▸ Document text:
- - - -

Cross-Examination Framework: A Task-Agnostic Diagnostic for Information Fidelity in Text-to-Text Generation
This provides a diagnostic tool for researchers and practitioners in NLP to better assess information fidelity in generative tasks, though it is incremental as it adapts an existing framework for new applications.
The paper tackled the problem of evaluating semantic fidelity in text-to-text generation tasks, where traditional metrics like BLEU and BERTScore are inadequate, by proposing the Cross-Examination Framework (CEF) that uses reference-free, multi-dimensional scoring to identify errors such as content omissions and factual contradictions, validated across translation, summarization, and clinical note-generation with strong correlation to human expert judgments.
Traditional metrics like BLEU and BERTScore fail to capture semantic fidelity in generative text-to-text tasks. We adapt the Cross-Examination Framework (CEF) for a reference-free, multi-dimensional evaluation by treating the source and candidate as independent knowledge bases. CEF generates verifiable questions from each text and performs a cross-examination to derive three interpretable scores: Coverage, Conformity, and Consistency. Validated across translation, summarization and clinical note-generation, our framework identifies critical errors, such as content omissions and factual contradictions, missed by standard metrics. A key contribution is a systematic robustness analysis to select a stable judge model. Crucially, the strong correlation between our reference-free and with-reference modes validates CEF's reliability without gold references. Furthermore, human expert validation demonstrates that CEF mismatching questions align with meaning-altering semantic errors higher than with non-semantic errors, particularly excelling at identifying entity-based and relational distortions.

- - - -

▸ Collected data:
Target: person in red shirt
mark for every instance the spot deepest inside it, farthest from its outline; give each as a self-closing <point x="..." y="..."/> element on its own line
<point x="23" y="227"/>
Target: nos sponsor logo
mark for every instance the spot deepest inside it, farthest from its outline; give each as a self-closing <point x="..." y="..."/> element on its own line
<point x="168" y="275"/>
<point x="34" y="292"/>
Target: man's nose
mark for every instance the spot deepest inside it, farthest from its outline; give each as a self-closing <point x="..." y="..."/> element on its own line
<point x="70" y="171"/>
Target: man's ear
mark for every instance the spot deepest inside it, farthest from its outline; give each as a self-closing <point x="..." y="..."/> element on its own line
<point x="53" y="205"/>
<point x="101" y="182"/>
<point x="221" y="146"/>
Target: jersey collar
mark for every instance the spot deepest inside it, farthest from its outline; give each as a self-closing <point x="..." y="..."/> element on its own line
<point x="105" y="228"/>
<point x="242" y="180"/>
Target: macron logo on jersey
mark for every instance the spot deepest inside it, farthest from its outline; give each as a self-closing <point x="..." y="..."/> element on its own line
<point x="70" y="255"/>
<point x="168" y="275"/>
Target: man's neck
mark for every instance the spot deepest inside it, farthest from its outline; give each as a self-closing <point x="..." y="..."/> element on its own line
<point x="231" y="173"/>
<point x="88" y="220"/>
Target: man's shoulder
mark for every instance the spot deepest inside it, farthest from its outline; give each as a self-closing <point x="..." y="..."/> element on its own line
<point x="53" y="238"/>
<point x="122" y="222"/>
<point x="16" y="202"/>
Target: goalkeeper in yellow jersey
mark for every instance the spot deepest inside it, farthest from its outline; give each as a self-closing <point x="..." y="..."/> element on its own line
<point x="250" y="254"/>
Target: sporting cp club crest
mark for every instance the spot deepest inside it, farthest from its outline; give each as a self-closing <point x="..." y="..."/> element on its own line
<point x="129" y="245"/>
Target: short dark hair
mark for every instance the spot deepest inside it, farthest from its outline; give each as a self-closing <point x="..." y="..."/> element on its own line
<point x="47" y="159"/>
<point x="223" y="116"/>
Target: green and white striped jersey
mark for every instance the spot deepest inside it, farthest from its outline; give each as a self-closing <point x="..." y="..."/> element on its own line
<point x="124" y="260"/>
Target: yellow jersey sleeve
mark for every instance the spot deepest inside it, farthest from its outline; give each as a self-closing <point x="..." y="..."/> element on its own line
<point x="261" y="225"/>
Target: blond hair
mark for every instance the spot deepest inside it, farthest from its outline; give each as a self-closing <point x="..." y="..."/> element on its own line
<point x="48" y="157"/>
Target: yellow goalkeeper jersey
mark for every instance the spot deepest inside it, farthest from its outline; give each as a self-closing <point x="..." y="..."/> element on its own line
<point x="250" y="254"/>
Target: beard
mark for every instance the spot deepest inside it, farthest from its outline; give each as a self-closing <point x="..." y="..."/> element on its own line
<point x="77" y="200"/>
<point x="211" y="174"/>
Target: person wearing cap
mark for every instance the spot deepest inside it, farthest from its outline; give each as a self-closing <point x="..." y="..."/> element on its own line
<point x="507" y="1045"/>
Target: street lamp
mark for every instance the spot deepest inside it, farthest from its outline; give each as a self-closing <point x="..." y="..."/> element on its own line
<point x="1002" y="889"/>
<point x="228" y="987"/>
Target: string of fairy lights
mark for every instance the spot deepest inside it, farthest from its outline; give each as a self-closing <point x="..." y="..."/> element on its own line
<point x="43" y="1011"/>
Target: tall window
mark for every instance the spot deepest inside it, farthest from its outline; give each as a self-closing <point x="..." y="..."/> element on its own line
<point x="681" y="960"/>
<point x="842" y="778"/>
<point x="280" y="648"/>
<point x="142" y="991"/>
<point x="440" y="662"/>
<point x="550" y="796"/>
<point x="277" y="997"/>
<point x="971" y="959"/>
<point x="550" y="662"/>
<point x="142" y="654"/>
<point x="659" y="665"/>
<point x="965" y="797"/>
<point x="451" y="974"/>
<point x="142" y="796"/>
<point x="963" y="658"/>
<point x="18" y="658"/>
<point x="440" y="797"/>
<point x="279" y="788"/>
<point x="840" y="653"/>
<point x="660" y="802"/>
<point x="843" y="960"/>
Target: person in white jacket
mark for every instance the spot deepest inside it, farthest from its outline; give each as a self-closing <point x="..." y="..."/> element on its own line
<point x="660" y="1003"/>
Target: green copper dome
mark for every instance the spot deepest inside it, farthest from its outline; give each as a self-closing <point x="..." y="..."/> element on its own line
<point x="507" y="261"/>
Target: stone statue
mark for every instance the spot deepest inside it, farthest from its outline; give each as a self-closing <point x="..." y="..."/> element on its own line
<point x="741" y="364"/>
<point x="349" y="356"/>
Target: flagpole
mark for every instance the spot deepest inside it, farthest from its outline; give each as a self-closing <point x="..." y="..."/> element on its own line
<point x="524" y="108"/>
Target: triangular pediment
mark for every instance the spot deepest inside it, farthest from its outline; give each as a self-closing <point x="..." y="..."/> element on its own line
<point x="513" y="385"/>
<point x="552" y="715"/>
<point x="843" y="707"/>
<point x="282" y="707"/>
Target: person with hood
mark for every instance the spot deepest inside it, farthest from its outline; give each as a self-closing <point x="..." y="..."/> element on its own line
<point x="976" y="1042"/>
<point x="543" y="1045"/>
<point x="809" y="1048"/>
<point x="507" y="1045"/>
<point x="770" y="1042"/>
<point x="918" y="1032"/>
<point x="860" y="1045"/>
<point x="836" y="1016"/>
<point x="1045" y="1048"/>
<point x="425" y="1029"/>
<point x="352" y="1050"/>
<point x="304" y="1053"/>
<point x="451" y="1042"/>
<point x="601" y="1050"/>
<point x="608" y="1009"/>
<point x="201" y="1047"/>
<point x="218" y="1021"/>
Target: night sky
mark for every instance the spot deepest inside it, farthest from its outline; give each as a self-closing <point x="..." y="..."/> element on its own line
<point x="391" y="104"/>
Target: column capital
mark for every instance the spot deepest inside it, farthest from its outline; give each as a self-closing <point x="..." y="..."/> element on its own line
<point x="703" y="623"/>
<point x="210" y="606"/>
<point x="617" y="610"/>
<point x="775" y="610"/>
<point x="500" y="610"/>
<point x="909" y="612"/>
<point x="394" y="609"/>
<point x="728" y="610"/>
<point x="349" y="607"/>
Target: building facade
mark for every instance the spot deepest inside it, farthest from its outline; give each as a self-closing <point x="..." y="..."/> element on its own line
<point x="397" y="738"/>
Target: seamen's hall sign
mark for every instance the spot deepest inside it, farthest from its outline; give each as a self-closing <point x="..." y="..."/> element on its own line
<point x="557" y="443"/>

- - - -

▸ Exercise directions: List the interpretable scores that the Cross-Examination Framework derives, according to the text on the Cross-Examination Framework.

▸ Output below: Coverage, Conformity, Consistency